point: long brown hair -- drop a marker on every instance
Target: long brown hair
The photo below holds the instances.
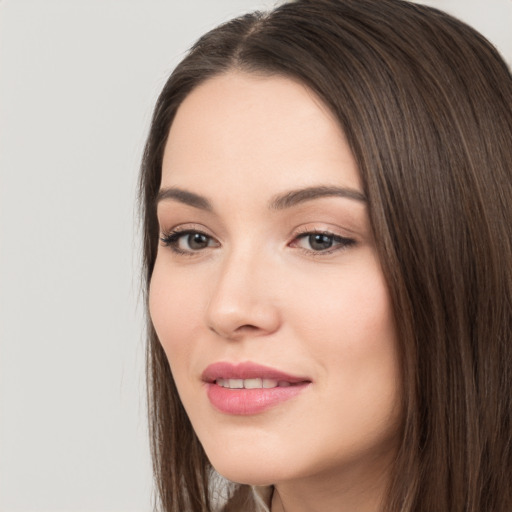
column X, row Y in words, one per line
column 426, row 105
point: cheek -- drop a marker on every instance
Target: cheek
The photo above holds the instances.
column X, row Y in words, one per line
column 174, row 307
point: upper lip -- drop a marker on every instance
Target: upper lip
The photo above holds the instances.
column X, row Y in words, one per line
column 247, row 370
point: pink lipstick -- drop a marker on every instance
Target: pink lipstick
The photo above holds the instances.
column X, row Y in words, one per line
column 249, row 388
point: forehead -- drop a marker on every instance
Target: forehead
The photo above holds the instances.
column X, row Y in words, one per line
column 267, row 132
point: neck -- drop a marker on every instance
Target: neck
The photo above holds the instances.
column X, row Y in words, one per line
column 357, row 492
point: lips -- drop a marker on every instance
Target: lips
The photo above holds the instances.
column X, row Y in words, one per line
column 249, row 388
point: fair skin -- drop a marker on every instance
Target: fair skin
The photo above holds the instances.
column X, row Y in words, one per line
column 247, row 273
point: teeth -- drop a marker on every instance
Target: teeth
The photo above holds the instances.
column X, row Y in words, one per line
column 251, row 383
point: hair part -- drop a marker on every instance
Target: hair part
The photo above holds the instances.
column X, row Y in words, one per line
column 426, row 105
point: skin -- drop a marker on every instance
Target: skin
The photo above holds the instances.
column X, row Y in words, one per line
column 258, row 290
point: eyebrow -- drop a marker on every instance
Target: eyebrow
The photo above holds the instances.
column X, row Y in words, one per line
column 279, row 202
column 294, row 197
column 185, row 197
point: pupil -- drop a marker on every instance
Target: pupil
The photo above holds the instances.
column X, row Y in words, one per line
column 320, row 242
column 197, row 241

REQUIREMENTS
Copy all of the material above word for word, leaving out the picture.

REPLY TO THE TASK
point: long brown hair -- drop a marker on every instance
Target: long brown hair
The photo below holds the instances.
column X, row Y in words, one per line
column 426, row 105
point: cheek -- drop a marker on every instance
Target: cheek
The photo above holds the instances.
column X, row Y in words, one per line
column 174, row 307
point: upper lip -- drop a marker on every instance
Target: upper lip
The photo above holds the instances.
column X, row Y in words, one per line
column 247, row 370
point: pink lipstick -- drop a marker on every instance
Target: pink lipstick
The photo above holds the instances.
column X, row Y in words, one per line
column 249, row 388
point: forehead -- drop a marker on every instance
Target: forehead
The photo above holds the instances.
column X, row Y in words, one per line
column 267, row 132
point: neck -- drop a marker on every instance
Target: neck
The photo above holds the instances.
column X, row Y in words, one per line
column 357, row 492
point: lips -- drop a marker on every instance
Target: lips
The photo above holds the instances.
column X, row Y in words, one per line
column 249, row 388
point: fair skin -- drop a marker on every instance
Target: fair skin
The photo above holds the instances.
column X, row Y in words, one per line
column 247, row 273
point: teeth -- drop a marker on every instance
Target: teeth
The photo above holds the instances.
column X, row Y in words, one per line
column 251, row 383
point: hair part -- drop a marker on every instance
Target: hair part
The photo above holds the instances.
column X, row Y in words, one per line
column 426, row 105
point: skin -- drop a marker on every instance
Target: skin
The photo above holds the instances.
column X, row Y in words, one per line
column 258, row 290
point: eyebrow -- drop a marker on every instance
Target: eyebrow
The photo above holds the instances.
column X, row Y in words, one per line
column 279, row 202
column 294, row 197
column 185, row 197
point: pupil -- drop a marker on every instance
Target: pupil
The photo above holds the instances.
column X, row Y in words, one per line
column 320, row 242
column 197, row 241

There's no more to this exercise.